TASK ITEM:
Your answer should be the complete data, copied exactly.

STUDY MATERIAL:
☆ ☆ ☆

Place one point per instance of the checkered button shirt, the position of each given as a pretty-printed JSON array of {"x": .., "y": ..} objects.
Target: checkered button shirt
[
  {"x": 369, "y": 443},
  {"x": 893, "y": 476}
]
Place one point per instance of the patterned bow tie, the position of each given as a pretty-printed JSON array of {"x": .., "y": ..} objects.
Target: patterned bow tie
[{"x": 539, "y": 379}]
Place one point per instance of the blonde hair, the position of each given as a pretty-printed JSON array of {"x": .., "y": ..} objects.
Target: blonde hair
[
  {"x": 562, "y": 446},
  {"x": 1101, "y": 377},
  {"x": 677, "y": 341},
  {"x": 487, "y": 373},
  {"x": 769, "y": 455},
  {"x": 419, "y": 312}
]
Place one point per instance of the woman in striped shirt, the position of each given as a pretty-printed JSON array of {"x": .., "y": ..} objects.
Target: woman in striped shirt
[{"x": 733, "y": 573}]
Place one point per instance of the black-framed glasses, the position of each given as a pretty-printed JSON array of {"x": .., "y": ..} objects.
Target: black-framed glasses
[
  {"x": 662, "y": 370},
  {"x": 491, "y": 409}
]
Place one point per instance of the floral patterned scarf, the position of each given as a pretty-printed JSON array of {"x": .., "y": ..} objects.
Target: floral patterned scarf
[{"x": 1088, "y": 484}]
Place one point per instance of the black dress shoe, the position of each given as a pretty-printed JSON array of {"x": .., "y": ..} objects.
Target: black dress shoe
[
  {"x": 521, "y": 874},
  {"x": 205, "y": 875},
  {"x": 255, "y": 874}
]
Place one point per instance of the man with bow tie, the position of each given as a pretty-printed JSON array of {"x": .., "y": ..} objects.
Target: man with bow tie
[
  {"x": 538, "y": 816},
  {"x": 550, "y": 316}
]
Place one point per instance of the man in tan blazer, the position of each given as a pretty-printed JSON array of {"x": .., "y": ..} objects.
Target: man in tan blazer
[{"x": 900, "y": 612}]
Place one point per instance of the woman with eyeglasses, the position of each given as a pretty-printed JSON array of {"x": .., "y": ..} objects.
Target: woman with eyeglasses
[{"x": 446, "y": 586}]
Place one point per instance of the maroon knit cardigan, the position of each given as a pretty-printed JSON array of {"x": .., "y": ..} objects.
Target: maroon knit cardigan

☆ ☆ ☆

YOUR RESPONSE:
Place one point per instance of the checkered button shirt, the position of each given as a pretty-printed JSON array of {"x": .., "y": ..} objects.
Target: checkered button shirt
[
  {"x": 369, "y": 443},
  {"x": 893, "y": 476}
]
Place one point per instance of the patterned bow tie, the position of each given as a pretty-printed JSON array of {"x": .., "y": ..} objects.
Target: patterned bow tie
[{"x": 539, "y": 379}]
Place one point per instance of the blonde hair, the position of each given as a pretty-printed JSON array of {"x": .., "y": ..} objects.
Target: blonde hair
[
  {"x": 562, "y": 446},
  {"x": 1101, "y": 377},
  {"x": 677, "y": 341},
  {"x": 487, "y": 373},
  {"x": 769, "y": 455},
  {"x": 419, "y": 312}
]
Place one point per instance of the woman in striped shirt, the position of each given as a pretty-printed JSON array of {"x": .., "y": ..} objects.
Target: woman in striped shirt
[{"x": 733, "y": 573}]
Place one point per instance of the black-framed glasses, the position of each given as a pretty-printed JSON array of {"x": .., "y": ..} objects.
Target: black-framed glasses
[
  {"x": 662, "y": 370},
  {"x": 491, "y": 409}
]
Place one point per instance of the floral patterned scarf, the position of each given as a pretty-printed JSON array of {"x": .., "y": ..} objects.
Target: floral patterned scarf
[{"x": 1088, "y": 484}]
Place one point per instance of the black dress shoe, the position of each given as a pretty-printed JSON array of {"x": .., "y": ..} objects.
Target: black dress shoe
[
  {"x": 521, "y": 874},
  {"x": 205, "y": 875},
  {"x": 255, "y": 874}
]
Place one point per instance of the man with bow tie, the position of each given as a pretty-printed JSON array of {"x": .., "y": ..} objects.
Target: man with bow tie
[
  {"x": 538, "y": 816},
  {"x": 550, "y": 316}
]
Place one point per instance of the man in tan blazer, the position of each given as a pretty-printed JSON array of {"x": .., "y": ..} objects.
Target: man in tan blazer
[{"x": 900, "y": 612}]
Place one point per instance of the woman with eyeglasses, the position of each given as a pretty-printed JSON array of {"x": .., "y": ..} objects.
Target: woman with eyeglasses
[{"x": 446, "y": 586}]
Place one point per instance of the maroon knit cardigan, the position of each given as a pretty-printed JSON array of {"x": .., "y": ..} objects.
Target: maroon knit cardigan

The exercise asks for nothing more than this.